→ **AIM**: Count the lines in the entries below that contain the string "trunk", matching case exactly. Reply with only the number.

-*-

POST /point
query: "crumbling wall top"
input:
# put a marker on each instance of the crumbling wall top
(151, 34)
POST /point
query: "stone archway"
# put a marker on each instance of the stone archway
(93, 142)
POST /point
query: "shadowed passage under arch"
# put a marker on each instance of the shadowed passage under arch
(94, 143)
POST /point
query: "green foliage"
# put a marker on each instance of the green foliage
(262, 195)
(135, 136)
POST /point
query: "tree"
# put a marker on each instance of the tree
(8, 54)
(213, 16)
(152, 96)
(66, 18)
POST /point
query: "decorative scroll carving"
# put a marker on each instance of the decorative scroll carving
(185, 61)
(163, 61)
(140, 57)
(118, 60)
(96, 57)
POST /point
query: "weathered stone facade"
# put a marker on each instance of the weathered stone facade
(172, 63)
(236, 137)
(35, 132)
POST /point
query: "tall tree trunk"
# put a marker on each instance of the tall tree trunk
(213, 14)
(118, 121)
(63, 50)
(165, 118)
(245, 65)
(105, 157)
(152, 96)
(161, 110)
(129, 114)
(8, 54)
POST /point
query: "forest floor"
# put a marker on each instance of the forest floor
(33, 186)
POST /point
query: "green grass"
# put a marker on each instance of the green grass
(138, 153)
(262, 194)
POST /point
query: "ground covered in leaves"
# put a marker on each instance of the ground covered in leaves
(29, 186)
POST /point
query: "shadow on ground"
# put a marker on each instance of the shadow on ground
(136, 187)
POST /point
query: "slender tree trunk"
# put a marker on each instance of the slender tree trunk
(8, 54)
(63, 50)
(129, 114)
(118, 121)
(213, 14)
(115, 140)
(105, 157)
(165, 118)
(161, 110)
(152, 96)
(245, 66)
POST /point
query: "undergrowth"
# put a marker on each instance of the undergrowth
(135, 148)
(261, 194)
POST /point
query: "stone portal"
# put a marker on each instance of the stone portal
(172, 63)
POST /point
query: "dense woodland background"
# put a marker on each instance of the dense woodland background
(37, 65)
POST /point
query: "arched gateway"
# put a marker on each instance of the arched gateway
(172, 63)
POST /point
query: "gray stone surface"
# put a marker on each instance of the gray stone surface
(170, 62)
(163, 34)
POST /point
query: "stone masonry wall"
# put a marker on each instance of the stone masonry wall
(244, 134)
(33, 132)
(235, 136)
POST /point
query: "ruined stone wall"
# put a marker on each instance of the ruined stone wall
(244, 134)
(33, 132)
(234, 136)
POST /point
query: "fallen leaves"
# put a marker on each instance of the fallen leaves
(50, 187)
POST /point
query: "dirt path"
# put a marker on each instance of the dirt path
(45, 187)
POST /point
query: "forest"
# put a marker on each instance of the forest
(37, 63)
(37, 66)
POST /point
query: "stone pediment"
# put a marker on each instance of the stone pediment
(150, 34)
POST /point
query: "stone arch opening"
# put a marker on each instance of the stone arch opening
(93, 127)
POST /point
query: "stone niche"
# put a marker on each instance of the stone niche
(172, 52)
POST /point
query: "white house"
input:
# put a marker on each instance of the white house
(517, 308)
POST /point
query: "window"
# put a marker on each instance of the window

-*-

→ **RESPONSE FOR THIS EXERCISE**: 4